* **Prompt**
Please rewrite the records from the line with "Would you be able to indicate the tree pattern" through the end of the records, changing "tree pattern" to "leaf pattern" and leaving everything else as it is. Return only those lines.

**** Records supplied

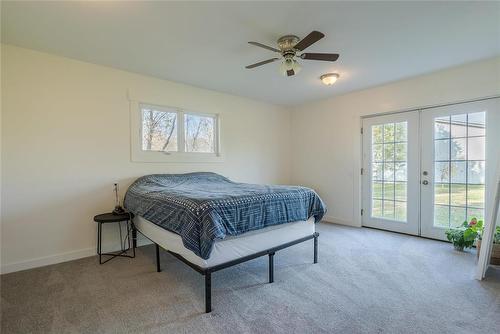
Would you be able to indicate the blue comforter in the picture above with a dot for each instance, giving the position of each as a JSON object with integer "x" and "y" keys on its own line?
{"x": 203, "y": 207}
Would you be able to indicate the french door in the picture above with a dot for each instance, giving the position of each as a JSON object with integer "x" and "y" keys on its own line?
{"x": 425, "y": 171}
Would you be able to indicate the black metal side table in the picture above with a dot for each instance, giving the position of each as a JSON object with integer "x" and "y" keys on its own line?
{"x": 129, "y": 226}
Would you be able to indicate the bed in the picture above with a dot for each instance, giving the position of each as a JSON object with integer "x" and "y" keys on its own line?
{"x": 210, "y": 222}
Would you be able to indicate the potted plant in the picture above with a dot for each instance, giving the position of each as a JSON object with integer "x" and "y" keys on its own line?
{"x": 463, "y": 236}
{"x": 495, "y": 251}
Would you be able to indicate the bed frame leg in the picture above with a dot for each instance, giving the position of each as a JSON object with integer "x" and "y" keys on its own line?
{"x": 208, "y": 292}
{"x": 316, "y": 248}
{"x": 271, "y": 267}
{"x": 158, "y": 268}
{"x": 134, "y": 236}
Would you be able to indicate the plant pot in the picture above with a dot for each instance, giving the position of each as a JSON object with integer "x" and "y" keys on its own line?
{"x": 495, "y": 253}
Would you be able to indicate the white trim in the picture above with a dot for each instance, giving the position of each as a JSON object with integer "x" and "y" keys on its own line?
{"x": 48, "y": 260}
{"x": 137, "y": 154}
{"x": 334, "y": 220}
{"x": 59, "y": 258}
{"x": 430, "y": 106}
{"x": 489, "y": 231}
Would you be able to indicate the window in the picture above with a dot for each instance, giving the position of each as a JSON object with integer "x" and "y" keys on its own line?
{"x": 199, "y": 133}
{"x": 167, "y": 134}
{"x": 159, "y": 130}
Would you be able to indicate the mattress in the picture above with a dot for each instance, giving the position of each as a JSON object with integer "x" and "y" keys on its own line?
{"x": 230, "y": 248}
{"x": 203, "y": 207}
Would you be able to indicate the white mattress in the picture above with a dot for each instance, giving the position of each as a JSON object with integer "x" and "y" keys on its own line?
{"x": 231, "y": 247}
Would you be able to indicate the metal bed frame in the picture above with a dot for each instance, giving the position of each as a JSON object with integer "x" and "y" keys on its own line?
{"x": 207, "y": 272}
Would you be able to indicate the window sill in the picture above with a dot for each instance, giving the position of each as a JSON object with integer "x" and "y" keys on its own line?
{"x": 175, "y": 157}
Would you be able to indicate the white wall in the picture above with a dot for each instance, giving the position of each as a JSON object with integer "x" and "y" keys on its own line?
{"x": 66, "y": 139}
{"x": 326, "y": 134}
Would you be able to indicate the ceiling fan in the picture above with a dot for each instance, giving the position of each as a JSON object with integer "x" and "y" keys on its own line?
{"x": 288, "y": 47}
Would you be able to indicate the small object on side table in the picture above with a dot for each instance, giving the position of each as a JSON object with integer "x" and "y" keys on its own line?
{"x": 130, "y": 229}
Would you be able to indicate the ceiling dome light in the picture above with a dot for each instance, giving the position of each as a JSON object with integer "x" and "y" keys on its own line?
{"x": 289, "y": 65}
{"x": 329, "y": 78}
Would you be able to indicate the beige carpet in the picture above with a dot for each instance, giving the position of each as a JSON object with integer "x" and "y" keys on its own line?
{"x": 366, "y": 281}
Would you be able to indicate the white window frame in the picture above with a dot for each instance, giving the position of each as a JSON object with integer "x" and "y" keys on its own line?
{"x": 140, "y": 155}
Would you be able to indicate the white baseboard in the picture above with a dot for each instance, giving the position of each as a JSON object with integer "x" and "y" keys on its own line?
{"x": 334, "y": 220}
{"x": 58, "y": 258}
{"x": 47, "y": 260}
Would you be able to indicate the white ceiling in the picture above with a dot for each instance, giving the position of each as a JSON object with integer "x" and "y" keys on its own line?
{"x": 205, "y": 43}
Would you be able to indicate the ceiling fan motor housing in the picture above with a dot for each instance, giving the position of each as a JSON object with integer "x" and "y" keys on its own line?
{"x": 286, "y": 43}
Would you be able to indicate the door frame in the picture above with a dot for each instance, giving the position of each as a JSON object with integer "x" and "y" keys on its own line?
{"x": 412, "y": 225}
{"x": 358, "y": 182}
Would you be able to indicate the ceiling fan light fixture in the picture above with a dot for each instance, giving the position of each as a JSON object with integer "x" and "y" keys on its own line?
{"x": 289, "y": 65}
{"x": 329, "y": 78}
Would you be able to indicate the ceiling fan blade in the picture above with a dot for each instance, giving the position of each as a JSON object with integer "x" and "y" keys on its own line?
{"x": 309, "y": 40}
{"x": 320, "y": 56}
{"x": 264, "y": 46}
{"x": 261, "y": 63}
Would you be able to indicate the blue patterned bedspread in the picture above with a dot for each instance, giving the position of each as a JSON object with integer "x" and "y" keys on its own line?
{"x": 203, "y": 207}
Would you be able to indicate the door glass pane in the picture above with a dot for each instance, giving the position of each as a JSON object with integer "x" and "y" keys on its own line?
{"x": 389, "y": 171}
{"x": 459, "y": 168}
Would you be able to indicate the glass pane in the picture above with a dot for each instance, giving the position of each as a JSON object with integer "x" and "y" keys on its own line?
{"x": 200, "y": 133}
{"x": 388, "y": 190}
{"x": 477, "y": 124}
{"x": 458, "y": 194}
{"x": 459, "y": 125}
{"x": 400, "y": 211}
{"x": 458, "y": 149}
{"x": 389, "y": 152}
{"x": 388, "y": 209}
{"x": 475, "y": 213}
{"x": 442, "y": 149}
{"x": 377, "y": 152}
{"x": 400, "y": 191}
{"x": 377, "y": 171}
{"x": 377, "y": 133}
{"x": 477, "y": 148}
{"x": 401, "y": 131}
{"x": 388, "y": 132}
{"x": 476, "y": 172}
{"x": 441, "y": 172}
{"x": 377, "y": 190}
{"x": 389, "y": 171}
{"x": 159, "y": 130}
{"x": 458, "y": 172}
{"x": 441, "y": 216}
{"x": 442, "y": 193}
{"x": 400, "y": 171}
{"x": 475, "y": 195}
{"x": 376, "y": 208}
{"x": 457, "y": 216}
{"x": 400, "y": 152}
{"x": 442, "y": 127}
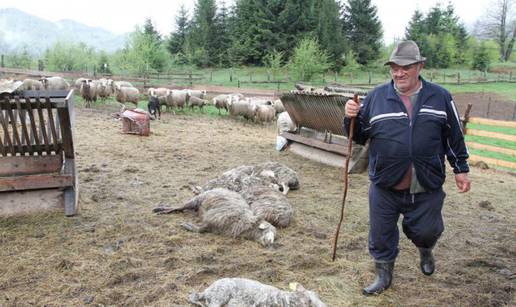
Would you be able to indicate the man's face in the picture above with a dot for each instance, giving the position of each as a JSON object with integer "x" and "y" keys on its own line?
{"x": 406, "y": 77}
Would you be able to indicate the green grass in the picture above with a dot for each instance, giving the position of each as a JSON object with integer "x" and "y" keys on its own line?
{"x": 504, "y": 130}
{"x": 490, "y": 141}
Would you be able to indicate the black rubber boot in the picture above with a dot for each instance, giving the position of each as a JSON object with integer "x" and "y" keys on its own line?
{"x": 427, "y": 263}
{"x": 383, "y": 278}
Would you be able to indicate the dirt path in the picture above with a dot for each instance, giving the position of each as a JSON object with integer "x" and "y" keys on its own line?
{"x": 117, "y": 252}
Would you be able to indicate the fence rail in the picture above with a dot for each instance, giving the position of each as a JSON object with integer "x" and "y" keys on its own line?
{"x": 490, "y": 148}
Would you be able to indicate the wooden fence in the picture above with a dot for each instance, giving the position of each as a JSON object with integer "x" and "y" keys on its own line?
{"x": 494, "y": 135}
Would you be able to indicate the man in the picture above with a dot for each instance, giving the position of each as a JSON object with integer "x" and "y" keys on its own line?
{"x": 411, "y": 124}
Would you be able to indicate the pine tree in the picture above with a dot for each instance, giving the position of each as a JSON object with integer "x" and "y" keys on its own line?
{"x": 329, "y": 31}
{"x": 203, "y": 38}
{"x": 363, "y": 30}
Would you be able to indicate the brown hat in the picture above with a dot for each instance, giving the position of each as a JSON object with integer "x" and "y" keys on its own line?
{"x": 405, "y": 53}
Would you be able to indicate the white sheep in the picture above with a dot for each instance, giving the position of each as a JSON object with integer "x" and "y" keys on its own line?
{"x": 247, "y": 292}
{"x": 128, "y": 94}
{"x": 196, "y": 102}
{"x": 269, "y": 204}
{"x": 265, "y": 113}
{"x": 226, "y": 213}
{"x": 54, "y": 83}
{"x": 31, "y": 85}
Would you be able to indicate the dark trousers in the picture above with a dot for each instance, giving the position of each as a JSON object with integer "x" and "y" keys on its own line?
{"x": 422, "y": 220}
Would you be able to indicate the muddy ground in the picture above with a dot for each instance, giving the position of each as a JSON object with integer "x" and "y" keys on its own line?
{"x": 116, "y": 252}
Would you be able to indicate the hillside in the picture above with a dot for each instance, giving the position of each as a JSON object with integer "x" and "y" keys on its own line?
{"x": 20, "y": 30}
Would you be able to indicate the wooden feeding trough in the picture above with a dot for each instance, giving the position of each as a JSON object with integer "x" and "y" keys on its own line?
{"x": 320, "y": 136}
{"x": 37, "y": 158}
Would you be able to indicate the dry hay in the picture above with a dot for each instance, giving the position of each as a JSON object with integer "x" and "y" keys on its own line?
{"x": 117, "y": 252}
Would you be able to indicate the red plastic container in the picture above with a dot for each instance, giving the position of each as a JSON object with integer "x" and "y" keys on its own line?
{"x": 136, "y": 121}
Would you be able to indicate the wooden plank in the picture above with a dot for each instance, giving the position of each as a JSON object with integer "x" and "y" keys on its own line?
{"x": 16, "y": 137}
{"x": 489, "y": 134}
{"x": 507, "y": 151}
{"x": 52, "y": 124}
{"x": 66, "y": 132}
{"x": 34, "y": 182}
{"x": 27, "y": 165}
{"x": 27, "y": 202}
{"x": 42, "y": 128}
{"x": 335, "y": 148}
{"x": 491, "y": 161}
{"x": 23, "y": 122}
{"x": 492, "y": 122}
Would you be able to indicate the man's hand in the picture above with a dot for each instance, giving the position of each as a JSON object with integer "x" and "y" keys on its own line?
{"x": 462, "y": 181}
{"x": 351, "y": 108}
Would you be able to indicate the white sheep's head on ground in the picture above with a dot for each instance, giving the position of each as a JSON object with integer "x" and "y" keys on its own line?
{"x": 267, "y": 233}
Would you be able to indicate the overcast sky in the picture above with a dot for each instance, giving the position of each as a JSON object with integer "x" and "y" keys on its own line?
{"x": 120, "y": 17}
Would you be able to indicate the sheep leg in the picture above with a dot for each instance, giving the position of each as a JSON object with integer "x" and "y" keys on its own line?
{"x": 193, "y": 228}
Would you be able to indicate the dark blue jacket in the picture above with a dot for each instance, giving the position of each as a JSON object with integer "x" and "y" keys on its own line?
{"x": 396, "y": 141}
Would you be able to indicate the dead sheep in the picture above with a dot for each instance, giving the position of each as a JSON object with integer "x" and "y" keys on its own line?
{"x": 269, "y": 204}
{"x": 271, "y": 174}
{"x": 226, "y": 213}
{"x": 285, "y": 176}
{"x": 248, "y": 292}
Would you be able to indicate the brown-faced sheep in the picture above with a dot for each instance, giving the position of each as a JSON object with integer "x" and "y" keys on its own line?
{"x": 226, "y": 213}
{"x": 248, "y": 292}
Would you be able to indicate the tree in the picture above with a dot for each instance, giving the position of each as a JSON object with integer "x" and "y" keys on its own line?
{"x": 142, "y": 53}
{"x": 308, "y": 60}
{"x": 499, "y": 24}
{"x": 329, "y": 31}
{"x": 363, "y": 29}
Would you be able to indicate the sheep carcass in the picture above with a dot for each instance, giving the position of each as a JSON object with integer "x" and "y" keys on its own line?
{"x": 248, "y": 292}
{"x": 226, "y": 213}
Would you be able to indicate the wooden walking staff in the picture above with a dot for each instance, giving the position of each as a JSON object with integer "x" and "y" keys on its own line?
{"x": 346, "y": 166}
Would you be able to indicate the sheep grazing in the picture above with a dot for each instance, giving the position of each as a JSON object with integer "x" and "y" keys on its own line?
{"x": 197, "y": 93}
{"x": 265, "y": 113}
{"x": 154, "y": 107}
{"x": 278, "y": 106}
{"x": 248, "y": 292}
{"x": 226, "y": 213}
{"x": 269, "y": 204}
{"x": 54, "y": 83}
{"x": 196, "y": 102}
{"x": 128, "y": 94}
{"x": 242, "y": 108}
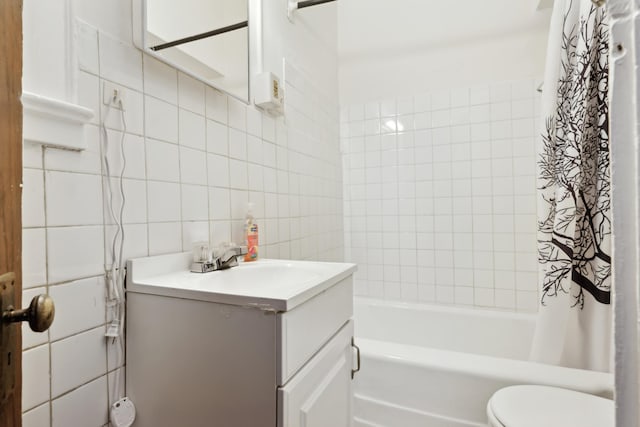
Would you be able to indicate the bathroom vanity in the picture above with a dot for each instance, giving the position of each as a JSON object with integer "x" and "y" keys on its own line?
{"x": 267, "y": 343}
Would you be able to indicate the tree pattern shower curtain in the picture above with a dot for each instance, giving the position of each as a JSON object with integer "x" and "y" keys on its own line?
{"x": 574, "y": 192}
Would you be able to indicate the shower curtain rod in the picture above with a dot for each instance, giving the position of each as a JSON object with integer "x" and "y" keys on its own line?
{"x": 309, "y": 3}
{"x": 201, "y": 36}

********

* **Solution for this task**
Would you be able to indicate the leaf pattern shower curtain in the picture above with a dot for each instance, giving the position of each as a JSON object with integer "x" and "y" keys on its own line?
{"x": 574, "y": 192}
Would you be able to indicate the shower curtain rod in the picture above with a dot for each instance, giving the position of each as a JSON object with integer "x" and "y" keys on its own line?
{"x": 309, "y": 3}
{"x": 201, "y": 36}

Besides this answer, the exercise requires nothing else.